Recorded data:

---------------

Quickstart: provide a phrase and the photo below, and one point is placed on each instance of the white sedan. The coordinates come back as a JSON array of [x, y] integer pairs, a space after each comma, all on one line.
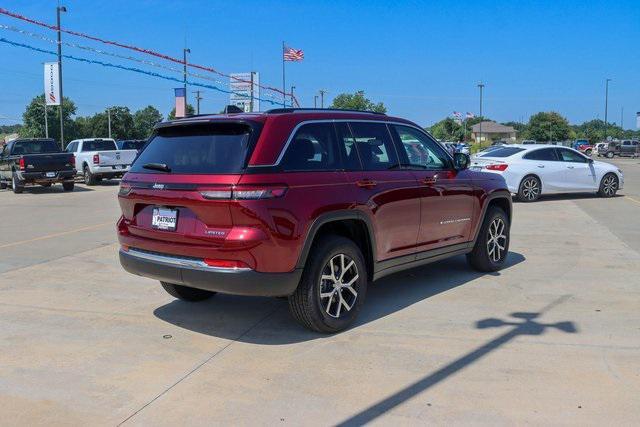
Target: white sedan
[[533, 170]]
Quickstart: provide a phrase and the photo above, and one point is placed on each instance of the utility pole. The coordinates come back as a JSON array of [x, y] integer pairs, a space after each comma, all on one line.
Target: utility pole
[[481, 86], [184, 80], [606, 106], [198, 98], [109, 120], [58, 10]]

---------------

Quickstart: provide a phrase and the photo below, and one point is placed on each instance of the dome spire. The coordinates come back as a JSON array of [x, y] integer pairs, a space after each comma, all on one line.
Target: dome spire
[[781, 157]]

---------------

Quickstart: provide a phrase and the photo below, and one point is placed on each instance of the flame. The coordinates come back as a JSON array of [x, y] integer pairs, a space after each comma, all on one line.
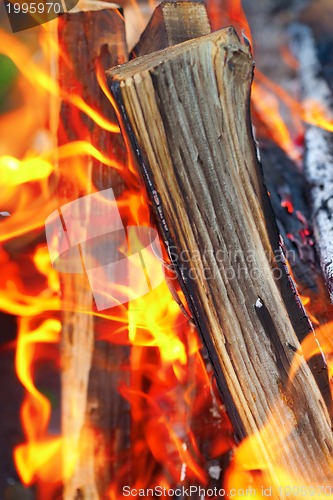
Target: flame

---------------

Requirement:
Please go through the data above and copy every line that has the word "flame".

Solution to the exercise:
Quickstart: provide a phrase and the photo below, and one point is placed on each instance of the flame. The coordinates come back as a JSON array of [x, y] integer pairs, a space after each comma, all on one line.
Target: flame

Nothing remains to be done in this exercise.